[SOURCE INFORMATION Boundary: Start]

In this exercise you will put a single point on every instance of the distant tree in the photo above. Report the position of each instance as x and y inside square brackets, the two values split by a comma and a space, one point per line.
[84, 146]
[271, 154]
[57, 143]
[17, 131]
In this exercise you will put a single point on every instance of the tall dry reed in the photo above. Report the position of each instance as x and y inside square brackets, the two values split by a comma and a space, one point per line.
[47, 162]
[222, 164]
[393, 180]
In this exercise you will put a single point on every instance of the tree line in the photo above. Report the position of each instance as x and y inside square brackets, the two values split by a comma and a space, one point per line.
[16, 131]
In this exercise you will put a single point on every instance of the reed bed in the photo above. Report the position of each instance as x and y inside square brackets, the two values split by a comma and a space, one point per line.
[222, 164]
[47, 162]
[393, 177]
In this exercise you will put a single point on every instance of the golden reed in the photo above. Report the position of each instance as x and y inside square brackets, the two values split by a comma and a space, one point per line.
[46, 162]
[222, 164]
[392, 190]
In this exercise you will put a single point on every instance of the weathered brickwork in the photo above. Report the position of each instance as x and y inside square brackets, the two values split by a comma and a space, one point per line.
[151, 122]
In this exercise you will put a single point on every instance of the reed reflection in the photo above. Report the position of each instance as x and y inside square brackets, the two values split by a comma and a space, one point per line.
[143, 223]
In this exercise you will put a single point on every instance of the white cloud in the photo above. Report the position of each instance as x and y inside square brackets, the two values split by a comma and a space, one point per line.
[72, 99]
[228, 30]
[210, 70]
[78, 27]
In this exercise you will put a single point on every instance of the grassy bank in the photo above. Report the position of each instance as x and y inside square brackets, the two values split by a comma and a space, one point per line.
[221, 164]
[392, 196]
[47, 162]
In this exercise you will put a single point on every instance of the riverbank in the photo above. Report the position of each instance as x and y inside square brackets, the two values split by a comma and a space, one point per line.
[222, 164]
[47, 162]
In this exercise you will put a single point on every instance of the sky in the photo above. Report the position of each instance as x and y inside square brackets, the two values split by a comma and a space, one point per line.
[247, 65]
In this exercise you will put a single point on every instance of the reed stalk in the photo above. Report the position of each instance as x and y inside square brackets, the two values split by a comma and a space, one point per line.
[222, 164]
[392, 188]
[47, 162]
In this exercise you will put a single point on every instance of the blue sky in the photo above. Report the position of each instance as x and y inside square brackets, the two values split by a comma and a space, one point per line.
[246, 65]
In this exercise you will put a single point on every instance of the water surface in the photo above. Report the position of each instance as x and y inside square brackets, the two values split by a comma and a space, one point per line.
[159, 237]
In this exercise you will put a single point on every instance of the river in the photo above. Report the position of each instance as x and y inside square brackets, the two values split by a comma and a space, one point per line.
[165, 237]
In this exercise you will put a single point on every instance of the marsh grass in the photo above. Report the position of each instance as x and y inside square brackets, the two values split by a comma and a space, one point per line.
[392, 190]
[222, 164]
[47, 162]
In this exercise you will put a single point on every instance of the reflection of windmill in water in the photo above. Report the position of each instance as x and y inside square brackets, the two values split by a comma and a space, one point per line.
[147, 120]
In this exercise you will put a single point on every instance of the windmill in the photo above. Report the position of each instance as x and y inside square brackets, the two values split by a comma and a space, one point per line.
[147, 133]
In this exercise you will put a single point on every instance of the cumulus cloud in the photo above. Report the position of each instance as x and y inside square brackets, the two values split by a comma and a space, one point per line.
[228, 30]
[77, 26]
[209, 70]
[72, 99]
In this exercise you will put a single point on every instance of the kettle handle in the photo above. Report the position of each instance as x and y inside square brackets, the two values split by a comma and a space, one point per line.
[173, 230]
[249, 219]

[SOURCE INFORMATION Boundary: End]

Please reproduce the records exactly, without leaving any out.

In this exercise you will put a single point on every instance of the distant tree in the photo above. Report the position of each instance as x and y inside square brackets, the two values split by a comma and a space, one point per line.
[84, 146]
[271, 154]
[57, 143]
[17, 131]
In this exercise you will put a single point on every instance of the tall dry reed in the photo above. Report the position of each instance as x and y inside square brackets, the two values split by a comma and a space, one point per line.
[47, 162]
[222, 164]
[393, 180]
In this exercise you will put a single point on every instance of the tree line in the photo above. Report the position of each instance as x and y inside square brackets, the two values split by a comma and a space, one point per line.
[16, 131]
In this exercise you will put a single point on every instance of the reed bed in the photo above. Report the position of each instance as x and y inside square brackets, the two values split by a comma and a space, one point per line.
[222, 164]
[47, 162]
[393, 177]
In this exercise you will put a single point on every instance of the golden reed in the photo above. Report the position of each instance as x and y inside square brackets, the two values split by a comma and a space, one point per line.
[46, 162]
[222, 164]
[392, 190]
In this exercise you will put a single point on every instance of the weathered brickwork in the photo above. Report the position of each instance as x and y inside square brackets, the two values split by a comma and a space, one point per line.
[151, 122]
In this exercise you will put a single point on every instance of the reed reflection in the photo above. Report the position of each instance as x and y inside square brackets, the two values split by a comma and a space, one point per line.
[143, 223]
In this exercise you will put a single point on every instance of the white cloud in the photo above. Report the position of each instance as x and y inside square brackets, the two values split by a comma and a space, one point per line.
[72, 99]
[228, 30]
[210, 70]
[78, 27]
In this exercise you will put a single point on every instance of the grassy bank in the photo above. Report the position of each instance as x and y inside square brackets, the two values split by a comma and a space, one point per line.
[221, 164]
[392, 196]
[47, 162]
In this exercise you will put a single point on every instance of the riverbank in the photo above. Report the position of each instance as x and y inside square brackets, the two values split by a comma and a space, one point per line.
[222, 164]
[47, 162]
In this exercise you will put a single point on every instance of the sky in the photo above. Report the position of each instance as x and y inside square brackets, the two values split by a comma and a space, one point per line.
[247, 65]
In this exercise you will put a single point on every instance of the reed stalk in the photo above. Report the position of each instance as x and y inside square brackets, the two values split by a comma and a space, one point per line.
[222, 164]
[392, 188]
[47, 162]
In this exercise you will put a single point on every instance of the blue sky in the photo above. Report the position of each instance as x and y inside square brackets, the two values split by a comma and a space, one point per line.
[246, 65]
In this exercise you will put a single point on every instance of the water surface in the photo above. Report the position of each instance as x and y inside square brackets, the two values split by a comma and a space, one point per line.
[159, 237]
In this exercise you will put a single point on every instance of the river in the photo above. Report the position of each instance as x and y inside square brackets, the two values split by a comma and a space, one point per line.
[165, 237]
In this exercise you will put a single point on every instance of the marsh grass in the photo above. Report the position of each instance as x and y inside square brackets, the two values split by a comma and a space, one point per line.
[392, 190]
[222, 164]
[47, 162]
In this exercise you will put a single point on every instance of the reflection of windmill in water in the photo above. Report the position of each instance as x and y inside square brackets, the two values split by a comma and a space, one point per line.
[147, 120]
In this exercise you will put a single point on every instance of the windmill in the photo above. Report the position of each instance as x and y inside square brackets, the two values split by a comma and a space, one point per line.
[147, 133]
In this exercise you will put a single point on every instance of the cumulus cloud in the photo above. Report the position of each instance as x and y inside square brackets, the two values split by a comma and a space, one point per line.
[228, 30]
[77, 26]
[209, 70]
[72, 99]
In this exercise you will put a single point on every instance of the kettle handle in the photo above. Report the position of each instance as x and y inside square brackets, the two values split by a comma and a space, one point per line.
[173, 230]
[249, 219]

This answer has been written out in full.